● **Selected excerpt**
For this computer, the K stands for knockout
By Jonathan Soble,
TOKYO — Japanese computer geeks are celebrating a comeback after a Fujitsu-built supercomputer set a world speed record — beating the reigning Chinese machine and giving Japan the most powerful computer for the first time in seven years.
The Fujitsu “K” — a play on the Japanese word for 10,000,000 bn, the number of operations per second it is designed to perform — topped the semiannual ranking announced Monday at the International Supercomputing Conference in Hamburg.
“This is proof that our nation’s technology sector is still healthy,” said Ryoji Noyori, project director at Riken, a government-funded research institute that collaborated with Fujitsu. “We have to aim for [the] top spot.”
Japan first took the fastest-computer title in 1990, startling the long-dominant United States. Machines from Fujitsu, NEC and Hitachi traded places at the top of the rankings for years, and an NEC supercomputer, Earth Simulator, held the crown from 2002 to 2004.
But with Japanese industry struggling for 20 years and China moving ahead in economic output, many questioned whether Japan was still up to the task. The K’s government funding was nearly revoked last year, with the minister in charge asking: “What’s wrong with being number two?”
Fujitsu refuses to say how much it has spent, but about 1,000 engineers have worked on various aspects of the K’s hardware and software, all of which was developed in-house.
The earthquake and tsunami in March also created delays. The warehouse-sized K is located in Japan’s western city of Kobe, away from the disaster zone, — but at least two subcontractors in the devastated northeast suffered damage, including one that makes housings for the computer’s 68,544 interlinked central processors.
The K will not be completed until next year. But its current certified speed of 8.16 petaflops (8.16 quadrillion operations a second) is still three times faster than the next-quickest machine, the Tianhe-1A, built by China’s National University of Defense Technology with processors from Nvidia, the California-based graphics chip design company.
Fujitsu and Riken officials said the K would be used for complex computer modeling in pharmaceuticals, material science and climatology.
One of its tasks is likely to be generating simulations of earthquakes and tsunamis. “We want to use this as a catalyst to rebuild Japan,” said Kimihiko Hirao, deputy project director at Riken.
The K is unlikely to keep its title for long, however. U.S. researchers are also working on supercomputers capable of 10 petaflops or more, and one project scheduled for completion next year, from IBM and the Lawrence Livermore National Laboratory, is aiming for 20 petaflops.

Dataset entries
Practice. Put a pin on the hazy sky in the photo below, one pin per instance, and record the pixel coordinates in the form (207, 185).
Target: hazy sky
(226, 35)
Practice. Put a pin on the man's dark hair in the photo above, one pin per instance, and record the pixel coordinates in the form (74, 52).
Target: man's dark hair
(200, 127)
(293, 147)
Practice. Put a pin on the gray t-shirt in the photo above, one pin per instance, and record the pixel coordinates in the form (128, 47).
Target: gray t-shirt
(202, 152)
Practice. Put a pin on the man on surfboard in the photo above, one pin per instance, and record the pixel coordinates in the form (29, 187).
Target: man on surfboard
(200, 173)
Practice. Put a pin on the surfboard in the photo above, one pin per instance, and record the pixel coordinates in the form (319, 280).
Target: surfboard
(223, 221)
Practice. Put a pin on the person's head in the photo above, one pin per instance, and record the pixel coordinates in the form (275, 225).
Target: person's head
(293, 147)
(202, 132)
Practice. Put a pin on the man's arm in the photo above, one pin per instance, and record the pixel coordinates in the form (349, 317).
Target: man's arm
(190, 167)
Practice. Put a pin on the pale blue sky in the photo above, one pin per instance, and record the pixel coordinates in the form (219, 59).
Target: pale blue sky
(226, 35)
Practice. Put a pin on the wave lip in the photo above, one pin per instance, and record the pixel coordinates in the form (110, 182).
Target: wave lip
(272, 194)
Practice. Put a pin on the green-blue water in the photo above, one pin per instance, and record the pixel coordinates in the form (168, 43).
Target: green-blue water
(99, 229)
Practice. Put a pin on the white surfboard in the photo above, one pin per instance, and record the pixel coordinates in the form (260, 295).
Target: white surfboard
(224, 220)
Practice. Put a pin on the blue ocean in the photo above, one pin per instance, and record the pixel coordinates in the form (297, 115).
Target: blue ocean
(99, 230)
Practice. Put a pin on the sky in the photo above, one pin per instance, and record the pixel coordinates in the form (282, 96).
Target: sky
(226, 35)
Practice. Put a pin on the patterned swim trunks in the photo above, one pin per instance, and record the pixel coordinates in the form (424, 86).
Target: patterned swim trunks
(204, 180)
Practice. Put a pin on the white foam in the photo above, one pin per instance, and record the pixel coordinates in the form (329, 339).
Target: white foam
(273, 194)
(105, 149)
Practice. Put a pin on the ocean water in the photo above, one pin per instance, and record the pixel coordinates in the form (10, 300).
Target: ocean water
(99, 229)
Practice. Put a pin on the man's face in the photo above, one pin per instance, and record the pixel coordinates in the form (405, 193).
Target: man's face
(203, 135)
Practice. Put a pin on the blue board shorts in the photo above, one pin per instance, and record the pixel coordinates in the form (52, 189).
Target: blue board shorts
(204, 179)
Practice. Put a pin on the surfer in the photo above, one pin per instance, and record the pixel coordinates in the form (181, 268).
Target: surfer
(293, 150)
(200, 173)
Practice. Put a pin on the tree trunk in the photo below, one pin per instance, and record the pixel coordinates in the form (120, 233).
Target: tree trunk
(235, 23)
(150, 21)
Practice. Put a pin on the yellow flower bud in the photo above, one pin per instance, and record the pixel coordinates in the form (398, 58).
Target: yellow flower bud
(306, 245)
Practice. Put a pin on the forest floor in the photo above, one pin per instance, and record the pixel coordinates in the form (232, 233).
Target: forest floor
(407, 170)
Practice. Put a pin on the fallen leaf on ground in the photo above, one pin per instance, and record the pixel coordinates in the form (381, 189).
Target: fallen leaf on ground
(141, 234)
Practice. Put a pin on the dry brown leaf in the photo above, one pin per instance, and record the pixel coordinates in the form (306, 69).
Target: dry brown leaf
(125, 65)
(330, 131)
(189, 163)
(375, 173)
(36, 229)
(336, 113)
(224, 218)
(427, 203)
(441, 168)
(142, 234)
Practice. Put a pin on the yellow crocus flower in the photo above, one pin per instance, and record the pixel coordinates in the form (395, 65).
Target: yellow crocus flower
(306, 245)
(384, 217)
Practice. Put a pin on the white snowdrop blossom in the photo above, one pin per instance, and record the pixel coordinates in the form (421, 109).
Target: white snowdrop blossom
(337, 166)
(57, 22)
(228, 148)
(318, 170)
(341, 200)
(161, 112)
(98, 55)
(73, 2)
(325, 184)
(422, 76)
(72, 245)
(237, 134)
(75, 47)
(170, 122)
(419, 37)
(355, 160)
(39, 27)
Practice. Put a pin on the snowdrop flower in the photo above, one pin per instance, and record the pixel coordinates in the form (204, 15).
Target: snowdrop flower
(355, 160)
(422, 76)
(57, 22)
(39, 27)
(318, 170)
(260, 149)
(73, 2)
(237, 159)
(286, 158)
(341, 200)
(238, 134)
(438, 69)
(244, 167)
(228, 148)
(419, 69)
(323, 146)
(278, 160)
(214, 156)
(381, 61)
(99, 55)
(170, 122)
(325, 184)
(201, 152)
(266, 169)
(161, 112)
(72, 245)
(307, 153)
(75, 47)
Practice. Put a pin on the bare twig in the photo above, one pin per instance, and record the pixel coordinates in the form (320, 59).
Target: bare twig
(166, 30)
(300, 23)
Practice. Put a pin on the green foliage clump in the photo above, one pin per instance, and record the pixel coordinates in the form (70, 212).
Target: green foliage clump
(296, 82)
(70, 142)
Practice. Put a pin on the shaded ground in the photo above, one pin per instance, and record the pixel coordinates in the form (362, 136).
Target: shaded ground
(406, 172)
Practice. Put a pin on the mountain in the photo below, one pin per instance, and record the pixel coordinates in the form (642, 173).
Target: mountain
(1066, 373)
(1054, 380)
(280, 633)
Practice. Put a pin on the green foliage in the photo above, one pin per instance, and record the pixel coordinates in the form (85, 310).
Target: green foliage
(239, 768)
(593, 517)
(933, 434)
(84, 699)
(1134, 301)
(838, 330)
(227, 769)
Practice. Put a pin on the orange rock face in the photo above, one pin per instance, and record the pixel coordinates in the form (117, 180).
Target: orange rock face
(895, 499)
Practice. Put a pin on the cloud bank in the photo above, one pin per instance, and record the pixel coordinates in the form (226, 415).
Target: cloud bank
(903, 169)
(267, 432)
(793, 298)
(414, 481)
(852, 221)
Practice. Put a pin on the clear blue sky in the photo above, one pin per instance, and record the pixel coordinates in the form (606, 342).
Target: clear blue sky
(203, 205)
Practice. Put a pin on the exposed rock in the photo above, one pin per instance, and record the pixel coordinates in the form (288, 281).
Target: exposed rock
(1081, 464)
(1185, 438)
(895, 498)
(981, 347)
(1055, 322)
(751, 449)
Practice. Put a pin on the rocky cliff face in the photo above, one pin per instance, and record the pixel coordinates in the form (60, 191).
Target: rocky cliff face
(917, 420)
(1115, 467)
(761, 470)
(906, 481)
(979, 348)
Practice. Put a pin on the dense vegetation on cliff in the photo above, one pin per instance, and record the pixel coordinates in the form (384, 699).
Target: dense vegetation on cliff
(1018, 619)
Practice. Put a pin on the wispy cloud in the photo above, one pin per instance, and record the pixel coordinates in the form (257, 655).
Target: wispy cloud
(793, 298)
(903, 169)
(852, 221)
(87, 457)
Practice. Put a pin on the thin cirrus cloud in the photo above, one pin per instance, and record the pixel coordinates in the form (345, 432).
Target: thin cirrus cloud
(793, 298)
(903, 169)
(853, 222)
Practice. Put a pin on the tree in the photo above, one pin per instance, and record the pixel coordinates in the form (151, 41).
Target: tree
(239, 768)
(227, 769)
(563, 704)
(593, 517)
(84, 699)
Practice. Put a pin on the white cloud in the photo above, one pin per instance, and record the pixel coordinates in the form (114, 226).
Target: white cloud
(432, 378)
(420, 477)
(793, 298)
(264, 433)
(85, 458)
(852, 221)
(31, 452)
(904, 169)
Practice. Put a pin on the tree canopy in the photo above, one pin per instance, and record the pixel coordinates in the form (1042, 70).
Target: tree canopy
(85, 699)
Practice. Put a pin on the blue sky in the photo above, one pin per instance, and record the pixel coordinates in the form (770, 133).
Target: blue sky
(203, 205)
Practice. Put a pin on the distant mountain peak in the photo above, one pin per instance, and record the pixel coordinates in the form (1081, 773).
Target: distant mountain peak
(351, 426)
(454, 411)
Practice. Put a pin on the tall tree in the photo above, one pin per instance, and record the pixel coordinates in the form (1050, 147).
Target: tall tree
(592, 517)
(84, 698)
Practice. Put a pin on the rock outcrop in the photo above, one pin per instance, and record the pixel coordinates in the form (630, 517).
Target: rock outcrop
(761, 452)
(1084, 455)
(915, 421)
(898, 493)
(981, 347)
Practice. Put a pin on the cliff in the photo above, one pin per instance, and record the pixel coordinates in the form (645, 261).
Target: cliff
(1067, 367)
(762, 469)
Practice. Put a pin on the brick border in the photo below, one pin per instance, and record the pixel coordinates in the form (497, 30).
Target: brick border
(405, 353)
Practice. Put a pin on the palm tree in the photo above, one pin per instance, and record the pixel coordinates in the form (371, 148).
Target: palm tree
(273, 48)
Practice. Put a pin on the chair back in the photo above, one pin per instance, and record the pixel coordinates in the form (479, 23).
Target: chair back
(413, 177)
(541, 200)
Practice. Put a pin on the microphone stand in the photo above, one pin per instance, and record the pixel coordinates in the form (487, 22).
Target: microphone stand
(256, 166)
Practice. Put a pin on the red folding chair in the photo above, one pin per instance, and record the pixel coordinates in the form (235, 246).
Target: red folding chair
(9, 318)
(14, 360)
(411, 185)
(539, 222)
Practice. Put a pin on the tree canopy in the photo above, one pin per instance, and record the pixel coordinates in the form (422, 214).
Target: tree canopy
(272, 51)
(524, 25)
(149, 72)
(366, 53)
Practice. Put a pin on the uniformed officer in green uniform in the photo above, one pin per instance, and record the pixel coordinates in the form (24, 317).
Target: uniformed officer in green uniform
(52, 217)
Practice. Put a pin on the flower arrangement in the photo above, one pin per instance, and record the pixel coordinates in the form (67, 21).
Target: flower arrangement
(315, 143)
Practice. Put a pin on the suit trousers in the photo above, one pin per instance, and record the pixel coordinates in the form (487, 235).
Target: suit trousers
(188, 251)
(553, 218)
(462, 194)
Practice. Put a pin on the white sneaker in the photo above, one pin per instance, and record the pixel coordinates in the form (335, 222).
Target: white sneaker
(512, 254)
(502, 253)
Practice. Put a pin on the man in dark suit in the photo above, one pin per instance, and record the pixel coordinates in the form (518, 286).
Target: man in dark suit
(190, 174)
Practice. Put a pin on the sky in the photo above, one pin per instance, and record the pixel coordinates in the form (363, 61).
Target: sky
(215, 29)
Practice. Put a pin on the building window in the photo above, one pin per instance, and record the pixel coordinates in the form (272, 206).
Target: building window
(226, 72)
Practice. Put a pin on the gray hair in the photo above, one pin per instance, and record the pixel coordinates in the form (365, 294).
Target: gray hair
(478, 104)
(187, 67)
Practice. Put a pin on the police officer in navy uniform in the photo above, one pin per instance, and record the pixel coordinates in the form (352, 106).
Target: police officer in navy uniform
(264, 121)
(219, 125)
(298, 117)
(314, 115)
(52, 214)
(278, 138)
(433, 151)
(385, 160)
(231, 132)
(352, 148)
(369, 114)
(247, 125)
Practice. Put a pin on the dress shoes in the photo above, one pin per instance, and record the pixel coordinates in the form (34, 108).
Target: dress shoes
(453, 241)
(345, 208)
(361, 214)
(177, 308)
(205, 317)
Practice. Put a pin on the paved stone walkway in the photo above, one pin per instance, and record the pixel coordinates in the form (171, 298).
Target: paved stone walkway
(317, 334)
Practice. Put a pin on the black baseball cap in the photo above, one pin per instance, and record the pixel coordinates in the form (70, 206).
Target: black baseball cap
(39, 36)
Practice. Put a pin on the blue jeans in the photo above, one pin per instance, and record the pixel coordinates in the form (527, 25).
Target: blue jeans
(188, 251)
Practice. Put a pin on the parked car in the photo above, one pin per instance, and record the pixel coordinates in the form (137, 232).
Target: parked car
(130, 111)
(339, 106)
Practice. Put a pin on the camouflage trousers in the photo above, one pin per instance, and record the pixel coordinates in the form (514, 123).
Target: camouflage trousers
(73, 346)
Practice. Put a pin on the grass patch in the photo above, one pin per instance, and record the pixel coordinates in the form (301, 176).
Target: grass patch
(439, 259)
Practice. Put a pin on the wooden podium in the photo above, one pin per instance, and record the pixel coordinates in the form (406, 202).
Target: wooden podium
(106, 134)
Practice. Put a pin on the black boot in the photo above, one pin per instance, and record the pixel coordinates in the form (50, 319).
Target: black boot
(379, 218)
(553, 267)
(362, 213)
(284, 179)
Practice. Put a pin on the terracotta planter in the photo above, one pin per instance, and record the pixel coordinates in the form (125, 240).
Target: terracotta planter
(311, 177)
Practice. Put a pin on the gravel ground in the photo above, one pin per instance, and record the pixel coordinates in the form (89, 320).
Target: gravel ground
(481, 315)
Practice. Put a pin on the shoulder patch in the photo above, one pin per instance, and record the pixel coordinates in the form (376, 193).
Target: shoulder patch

● **What to work on**
1 > Reproduce the article on the Fujitsu K supercomputer from "Fujitsu refuses to" up to and including "chip design company.".
2 > Using the article on the Fujitsu K supercomputer, decide whether each statement agrees with it. Answer yes or no, and quote the words that decide it.
(a) An NEC supercomputer held the fastest-computer title from 2002 to 2004.
(b) The K supercomputer is located in Tokyo.
(c) Fujitsu disclosed how much money it spent on the K.
Rely only on the article on the Fujitsu K supercomputer.

● **Solved problems**
1 >
Fujitsu refuses to say how much it has spent, but about 1,000 engineers have worked on various aspects of the K’s hardware and software, all of which was developed in-house.
The earthquake and tsunami in March also created delays. The warehouse-sized K is located in Japan’s western city of Kobe, away from the disaster zone, — but at least two subcontractors in the devastated northeast suffered damage, including one that makes housings for the computer’s 68,544 interlinked central processors.
The K will not be completed until next year. But its current certified speed of 8.16 petaflops (8.16 quadrillion operations a second) is still three times faster than the next-quickest machine, the Tianhe-1A, built by China’s National University of Defense Technology with processors from Nvidia, the California-based graphics chip design company.

2 >
(a) Yes: "an NEC supercomputer, Earth Simulator, held the crown from 2002 to 2004."
(b) No: "The warehouse-sized K is located in Japan’s western city of Kobe"
(c) No: "Fujitsu refuses to say how much it has spent"